Requirement: Copy the data from the line that contains "Query: water reflection" to its last line, exactly, including both of those lines and leaving out everything before.

──────────────────────────────

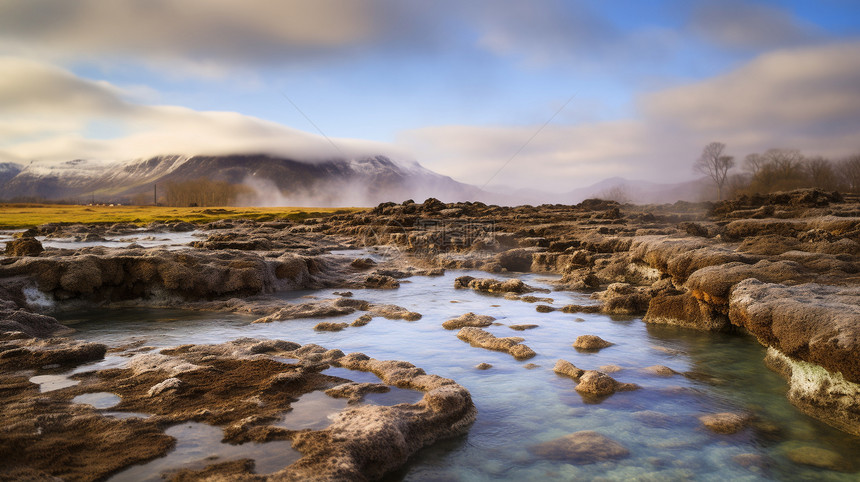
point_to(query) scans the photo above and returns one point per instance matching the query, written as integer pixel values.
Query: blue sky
(457, 86)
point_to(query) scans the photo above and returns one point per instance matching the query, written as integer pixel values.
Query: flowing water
(143, 238)
(520, 405)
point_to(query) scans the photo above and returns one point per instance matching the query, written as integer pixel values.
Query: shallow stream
(520, 405)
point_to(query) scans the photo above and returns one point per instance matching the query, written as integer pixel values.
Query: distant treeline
(786, 169)
(203, 192)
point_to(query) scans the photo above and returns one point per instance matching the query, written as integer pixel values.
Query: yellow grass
(14, 216)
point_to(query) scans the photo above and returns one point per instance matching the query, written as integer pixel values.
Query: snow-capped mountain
(269, 179)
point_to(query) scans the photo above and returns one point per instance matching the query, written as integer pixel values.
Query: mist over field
(528, 102)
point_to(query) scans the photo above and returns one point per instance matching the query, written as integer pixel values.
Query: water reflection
(199, 445)
(519, 408)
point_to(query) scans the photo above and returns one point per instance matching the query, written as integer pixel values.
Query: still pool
(521, 405)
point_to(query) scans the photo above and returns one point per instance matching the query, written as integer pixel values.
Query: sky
(543, 94)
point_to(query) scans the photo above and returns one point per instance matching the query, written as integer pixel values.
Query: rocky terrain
(783, 267)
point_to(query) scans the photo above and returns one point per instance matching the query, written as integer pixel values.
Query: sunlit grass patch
(29, 215)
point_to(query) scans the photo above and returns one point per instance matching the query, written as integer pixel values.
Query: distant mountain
(8, 171)
(278, 181)
(272, 180)
(641, 192)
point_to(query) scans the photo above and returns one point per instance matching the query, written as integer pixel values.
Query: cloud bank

──────────────────────────────

Answer area:
Query: water reflection
(199, 445)
(519, 408)
point_to(query) scans the photo above and returns one point per instance matching the query, written as integer pixel values.
Query: still pool
(521, 405)
point_to(query) scans the photo above and returns one point per instance matching the query, written as integer pixel values.
Query: sky
(543, 94)
point_to(query) scans the photo above and returns one point per instance matching the query, written as integer pixel values.
Query: rocky terrain
(783, 267)
point_to(query) scans the photo above and returns one point per instance matching the query, written as integer pixel values.
Query: sunlit grass patch
(29, 215)
point_to(query) scans the photo above and returns one point per instance matching the query, written as integer pixel values.
Query: distant mountain
(8, 171)
(278, 181)
(272, 180)
(641, 192)
point_to(query) scans the photo above and returns one point per instance matching the query, written as integer pixel values.
Query: cloud bank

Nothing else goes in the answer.